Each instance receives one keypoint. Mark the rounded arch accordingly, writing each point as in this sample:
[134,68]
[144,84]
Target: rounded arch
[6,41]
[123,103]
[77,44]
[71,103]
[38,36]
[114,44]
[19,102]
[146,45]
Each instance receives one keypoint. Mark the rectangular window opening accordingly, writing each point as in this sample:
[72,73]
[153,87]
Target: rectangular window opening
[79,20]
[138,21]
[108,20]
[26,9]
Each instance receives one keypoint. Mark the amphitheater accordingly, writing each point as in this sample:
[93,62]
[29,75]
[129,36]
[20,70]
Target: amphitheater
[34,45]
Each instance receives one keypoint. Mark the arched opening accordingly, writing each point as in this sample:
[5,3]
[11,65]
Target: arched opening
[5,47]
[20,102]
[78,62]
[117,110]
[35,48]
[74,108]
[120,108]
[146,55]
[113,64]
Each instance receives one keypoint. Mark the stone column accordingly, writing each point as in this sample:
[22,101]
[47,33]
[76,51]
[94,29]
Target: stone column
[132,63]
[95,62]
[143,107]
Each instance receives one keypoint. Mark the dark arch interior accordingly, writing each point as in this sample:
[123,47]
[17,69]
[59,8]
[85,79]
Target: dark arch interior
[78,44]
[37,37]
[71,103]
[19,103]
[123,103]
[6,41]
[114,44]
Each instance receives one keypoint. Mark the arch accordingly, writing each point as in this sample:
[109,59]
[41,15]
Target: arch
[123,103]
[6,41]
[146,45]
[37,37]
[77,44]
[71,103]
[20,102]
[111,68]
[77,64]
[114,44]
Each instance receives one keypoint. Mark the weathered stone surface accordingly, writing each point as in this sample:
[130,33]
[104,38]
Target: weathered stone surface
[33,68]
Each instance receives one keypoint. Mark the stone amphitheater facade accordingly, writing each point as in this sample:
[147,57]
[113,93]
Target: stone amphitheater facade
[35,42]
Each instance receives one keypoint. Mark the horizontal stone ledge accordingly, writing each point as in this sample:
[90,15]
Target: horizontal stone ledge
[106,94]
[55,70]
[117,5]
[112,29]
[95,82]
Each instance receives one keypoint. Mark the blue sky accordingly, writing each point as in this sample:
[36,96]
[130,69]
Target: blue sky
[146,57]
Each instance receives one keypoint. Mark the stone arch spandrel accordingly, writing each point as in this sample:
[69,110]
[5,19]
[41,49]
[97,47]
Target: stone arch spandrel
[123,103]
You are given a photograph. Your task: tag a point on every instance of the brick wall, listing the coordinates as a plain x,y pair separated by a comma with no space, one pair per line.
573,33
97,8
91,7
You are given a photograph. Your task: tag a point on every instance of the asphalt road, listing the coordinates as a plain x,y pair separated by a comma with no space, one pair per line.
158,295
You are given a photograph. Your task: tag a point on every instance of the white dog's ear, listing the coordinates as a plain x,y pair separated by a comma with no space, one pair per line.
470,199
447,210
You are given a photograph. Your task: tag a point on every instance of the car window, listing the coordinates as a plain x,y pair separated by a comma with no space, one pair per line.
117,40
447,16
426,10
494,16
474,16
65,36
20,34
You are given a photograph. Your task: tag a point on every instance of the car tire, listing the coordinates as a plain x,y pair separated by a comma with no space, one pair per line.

**EXERCISE:** Reproduce all of the records precisely. No word may differ.

**TASK RESULT:**
Each instance receives one keypoint. Mark the rounded arch accordingly, writing each point as in this sample:
[134,68]
[144,84]
Target: rounded arch
[6,41]
[123,103]
[77,44]
[71,103]
[38,36]
[114,44]
[19,102]
[146,45]
Each instance receives one keypoint. Mark the rectangular window opening accordingly, writing each point as in this sample:
[72,73]
[153,87]
Target: rectangular window opening
[79,20]
[138,21]
[108,20]
[26,9]
Each instance receives one keypoint. Mark the amphitheater accordingly, writing each point as in this sample:
[93,62]
[29,75]
[129,36]
[20,70]
Target: amphitheater
[34,45]
Each instance receives one keypoint. Mark the arched opening accordingly, writing each point as in this sample:
[5,3]
[11,65]
Target: arched opening
[5,47]
[20,102]
[78,62]
[117,110]
[35,48]
[74,108]
[120,108]
[146,55]
[113,64]
Each instance receives one keypoint. Mark the stone column accordingly, writing each point as in this sample:
[22,101]
[47,33]
[76,51]
[94,29]
Target: stone column
[132,63]
[95,62]
[143,107]
Each instance receives one keypoint. Mark the dark arch interior accordingly, writing each point as in this sample:
[123,47]
[17,69]
[59,8]
[85,79]
Target: dark arch interior
[78,44]
[37,37]
[71,103]
[19,103]
[123,103]
[6,41]
[114,44]
Each instance receives one keypoint. Mark the arch accordingly, writing each point as in this sample:
[109,59]
[41,15]
Target: arch
[123,103]
[6,41]
[146,45]
[37,37]
[77,44]
[71,103]
[20,102]
[111,68]
[77,64]
[114,44]
Each instance receives one keypoint. Mark the weathered stone surface accordingly, writing each point as in this sample:
[130,33]
[104,38]
Target: weathered stone surface
[33,68]
Each instance receives one keypoint. Mark the stone amphitheater facade accordingly, writing each point as in this sample:
[147,57]
[113,93]
Target: stone amphitheater facade
[35,42]
Each instance receives one keypoint. Mark the horizontal stone ledge accordingly, writing each point as in this sample:
[90,15]
Target: horizontal stone ledge
[106,94]
[55,70]
[117,5]
[112,29]
[95,82]
Each instance receives one keypoint. Mark the blue sky accordingly, writing each point as in this sample:
[36,96]
[130,69]
Target: blue sky
[146,57]
Each instance receives one keypoint. Mark the stone arch spandrel accordingly, writing each point as in this sample:
[69,110]
[5,19]
[41,49]
[97,47]
Target: stone arch spandrel
[123,103]
You are given a photograph. Your task: tag a point on every instance of the brick wall, listing the coordinates as a plain x,y pair separated by a comma with no space, one pair per line.
573,33
97,8
91,7
You are given a photograph. Your task: tag a point on every instance of the asphalt road, listing the coordinates as a plain x,y pair separated by a comma with no space, one pair per line.
158,295
You are given a photograph. Your task: tag a point on every instance of the white dog's ear, listing the coordinates as a plain x,y pair separated by a comma with no space, one pair per line.
470,199
447,210
You are given a photograph. Your task: tag a point on every instance of the car window, listing the coordinates as a plain x,y pair separated by a comma with no space, one pair per line.
117,40
447,16
426,10
494,16
474,16
65,36
20,34
You are given a photograph. Your task: tag a point on every instance of the car tire, listing the coordinates as a plain x,y pair separated by a comma with no space, one pair per line.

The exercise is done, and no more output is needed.